TASK DETAILS: Count the lines in the rows below that contain the string "claw", and reply with that number alone.

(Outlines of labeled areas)
● ● ● ● ●

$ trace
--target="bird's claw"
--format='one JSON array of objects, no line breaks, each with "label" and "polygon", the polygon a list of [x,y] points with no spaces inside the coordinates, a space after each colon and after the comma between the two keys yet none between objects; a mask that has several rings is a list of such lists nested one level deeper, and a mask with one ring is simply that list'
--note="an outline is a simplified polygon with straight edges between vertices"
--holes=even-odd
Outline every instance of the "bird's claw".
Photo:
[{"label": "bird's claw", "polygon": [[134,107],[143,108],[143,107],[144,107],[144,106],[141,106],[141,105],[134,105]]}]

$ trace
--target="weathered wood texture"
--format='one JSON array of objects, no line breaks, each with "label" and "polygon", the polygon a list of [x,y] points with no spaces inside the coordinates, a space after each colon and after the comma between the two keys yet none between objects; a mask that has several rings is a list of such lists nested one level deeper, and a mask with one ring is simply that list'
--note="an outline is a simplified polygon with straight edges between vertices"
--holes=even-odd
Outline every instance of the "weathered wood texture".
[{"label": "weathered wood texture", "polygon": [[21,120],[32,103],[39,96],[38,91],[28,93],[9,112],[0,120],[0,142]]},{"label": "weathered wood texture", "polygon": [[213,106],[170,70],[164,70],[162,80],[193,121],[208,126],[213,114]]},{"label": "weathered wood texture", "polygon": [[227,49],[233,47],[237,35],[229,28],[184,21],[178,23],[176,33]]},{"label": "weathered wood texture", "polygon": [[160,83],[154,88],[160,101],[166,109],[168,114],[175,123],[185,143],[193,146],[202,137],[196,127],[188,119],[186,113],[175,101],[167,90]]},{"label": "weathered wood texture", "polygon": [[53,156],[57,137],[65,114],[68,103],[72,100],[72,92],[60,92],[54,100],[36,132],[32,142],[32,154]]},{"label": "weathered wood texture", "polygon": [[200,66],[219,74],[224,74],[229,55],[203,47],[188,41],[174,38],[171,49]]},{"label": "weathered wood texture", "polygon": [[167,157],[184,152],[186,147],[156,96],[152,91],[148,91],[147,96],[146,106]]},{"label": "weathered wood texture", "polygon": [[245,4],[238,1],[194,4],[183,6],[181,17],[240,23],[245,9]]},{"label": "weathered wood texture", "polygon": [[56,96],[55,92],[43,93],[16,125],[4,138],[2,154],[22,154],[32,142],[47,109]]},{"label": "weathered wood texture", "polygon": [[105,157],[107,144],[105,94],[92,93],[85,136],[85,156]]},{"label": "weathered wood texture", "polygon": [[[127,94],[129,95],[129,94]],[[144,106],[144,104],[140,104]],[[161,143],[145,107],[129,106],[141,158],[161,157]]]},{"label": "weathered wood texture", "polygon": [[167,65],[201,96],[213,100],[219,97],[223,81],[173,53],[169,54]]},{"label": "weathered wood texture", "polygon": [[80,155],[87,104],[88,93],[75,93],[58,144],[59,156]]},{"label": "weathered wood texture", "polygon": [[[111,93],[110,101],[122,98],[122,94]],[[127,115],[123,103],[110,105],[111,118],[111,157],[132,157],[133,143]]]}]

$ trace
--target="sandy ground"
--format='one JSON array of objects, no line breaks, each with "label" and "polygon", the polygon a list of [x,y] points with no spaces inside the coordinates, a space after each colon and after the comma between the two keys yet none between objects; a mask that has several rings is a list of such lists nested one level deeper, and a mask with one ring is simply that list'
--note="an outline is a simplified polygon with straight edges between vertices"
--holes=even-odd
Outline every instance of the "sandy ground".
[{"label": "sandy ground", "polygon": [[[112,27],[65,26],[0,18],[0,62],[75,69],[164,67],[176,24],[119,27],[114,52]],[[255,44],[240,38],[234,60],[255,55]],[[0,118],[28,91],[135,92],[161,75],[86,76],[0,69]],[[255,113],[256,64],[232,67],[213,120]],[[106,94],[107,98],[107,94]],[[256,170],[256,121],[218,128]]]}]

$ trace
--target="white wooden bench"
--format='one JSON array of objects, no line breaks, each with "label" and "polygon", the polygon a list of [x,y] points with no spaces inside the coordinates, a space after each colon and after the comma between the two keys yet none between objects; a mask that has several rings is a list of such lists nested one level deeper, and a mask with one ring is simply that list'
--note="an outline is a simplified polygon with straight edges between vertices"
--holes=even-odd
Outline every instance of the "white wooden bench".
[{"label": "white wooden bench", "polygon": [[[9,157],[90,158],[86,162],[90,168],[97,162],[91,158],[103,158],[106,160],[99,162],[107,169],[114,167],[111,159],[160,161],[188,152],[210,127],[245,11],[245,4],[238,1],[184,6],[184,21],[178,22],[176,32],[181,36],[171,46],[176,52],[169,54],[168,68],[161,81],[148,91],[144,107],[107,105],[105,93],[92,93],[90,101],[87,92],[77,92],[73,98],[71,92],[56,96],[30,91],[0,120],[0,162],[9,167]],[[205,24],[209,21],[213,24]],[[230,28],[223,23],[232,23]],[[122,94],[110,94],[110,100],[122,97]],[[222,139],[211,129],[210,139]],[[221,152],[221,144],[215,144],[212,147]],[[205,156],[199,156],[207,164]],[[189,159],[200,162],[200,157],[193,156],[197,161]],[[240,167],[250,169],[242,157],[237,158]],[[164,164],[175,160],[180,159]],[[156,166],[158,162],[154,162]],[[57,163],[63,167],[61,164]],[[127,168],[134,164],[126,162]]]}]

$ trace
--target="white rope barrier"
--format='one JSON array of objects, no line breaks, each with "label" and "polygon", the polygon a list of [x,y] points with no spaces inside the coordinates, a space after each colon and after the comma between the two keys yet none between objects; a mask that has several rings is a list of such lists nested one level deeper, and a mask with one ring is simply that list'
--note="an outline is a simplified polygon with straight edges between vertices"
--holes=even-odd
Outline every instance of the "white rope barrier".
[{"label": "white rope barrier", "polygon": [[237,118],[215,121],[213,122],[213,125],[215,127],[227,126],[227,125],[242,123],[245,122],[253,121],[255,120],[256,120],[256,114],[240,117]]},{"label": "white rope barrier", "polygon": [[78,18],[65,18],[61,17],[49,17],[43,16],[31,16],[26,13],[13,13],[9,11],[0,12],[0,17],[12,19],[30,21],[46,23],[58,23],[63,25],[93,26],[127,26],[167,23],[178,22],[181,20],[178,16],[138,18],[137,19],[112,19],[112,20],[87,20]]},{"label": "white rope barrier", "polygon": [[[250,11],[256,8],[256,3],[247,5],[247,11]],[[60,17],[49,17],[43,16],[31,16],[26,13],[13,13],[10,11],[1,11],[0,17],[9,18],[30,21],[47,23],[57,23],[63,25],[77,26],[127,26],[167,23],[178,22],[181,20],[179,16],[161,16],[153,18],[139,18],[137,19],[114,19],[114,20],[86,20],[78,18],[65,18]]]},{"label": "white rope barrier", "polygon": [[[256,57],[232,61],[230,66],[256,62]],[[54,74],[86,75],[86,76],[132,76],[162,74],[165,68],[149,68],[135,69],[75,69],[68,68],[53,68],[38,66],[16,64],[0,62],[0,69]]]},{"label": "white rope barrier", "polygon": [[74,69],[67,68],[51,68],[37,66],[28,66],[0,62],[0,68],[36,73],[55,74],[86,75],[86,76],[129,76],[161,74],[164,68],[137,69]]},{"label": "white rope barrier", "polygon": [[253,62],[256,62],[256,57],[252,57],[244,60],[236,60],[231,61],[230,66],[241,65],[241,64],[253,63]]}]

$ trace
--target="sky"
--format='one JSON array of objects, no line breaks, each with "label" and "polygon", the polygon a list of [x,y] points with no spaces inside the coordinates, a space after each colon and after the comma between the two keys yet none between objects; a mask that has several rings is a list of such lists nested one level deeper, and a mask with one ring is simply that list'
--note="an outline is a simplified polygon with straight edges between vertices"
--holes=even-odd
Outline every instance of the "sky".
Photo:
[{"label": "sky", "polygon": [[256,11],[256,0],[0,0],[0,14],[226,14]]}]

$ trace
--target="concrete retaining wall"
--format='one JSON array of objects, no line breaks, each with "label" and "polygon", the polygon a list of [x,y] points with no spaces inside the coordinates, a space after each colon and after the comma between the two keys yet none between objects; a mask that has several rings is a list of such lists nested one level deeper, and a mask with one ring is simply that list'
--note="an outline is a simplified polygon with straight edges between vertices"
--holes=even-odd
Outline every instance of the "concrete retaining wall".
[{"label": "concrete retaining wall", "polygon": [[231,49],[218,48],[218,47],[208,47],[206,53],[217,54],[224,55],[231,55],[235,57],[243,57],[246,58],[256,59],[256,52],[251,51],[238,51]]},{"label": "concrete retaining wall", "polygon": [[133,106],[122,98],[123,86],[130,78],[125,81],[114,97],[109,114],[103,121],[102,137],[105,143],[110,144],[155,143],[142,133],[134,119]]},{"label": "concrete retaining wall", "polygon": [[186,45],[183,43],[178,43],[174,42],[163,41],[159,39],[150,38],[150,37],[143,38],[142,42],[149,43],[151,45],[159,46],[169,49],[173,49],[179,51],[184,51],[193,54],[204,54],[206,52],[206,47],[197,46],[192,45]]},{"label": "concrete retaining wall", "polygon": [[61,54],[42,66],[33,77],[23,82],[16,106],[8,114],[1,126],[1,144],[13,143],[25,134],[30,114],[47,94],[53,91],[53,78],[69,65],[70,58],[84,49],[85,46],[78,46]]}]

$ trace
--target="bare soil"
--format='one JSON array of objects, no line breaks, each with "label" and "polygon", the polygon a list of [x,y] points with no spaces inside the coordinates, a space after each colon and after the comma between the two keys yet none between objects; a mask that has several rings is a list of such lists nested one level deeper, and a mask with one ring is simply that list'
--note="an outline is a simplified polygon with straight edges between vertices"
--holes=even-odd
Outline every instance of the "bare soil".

● ● ● ● ●

RESULT FOR THIS TASK: 3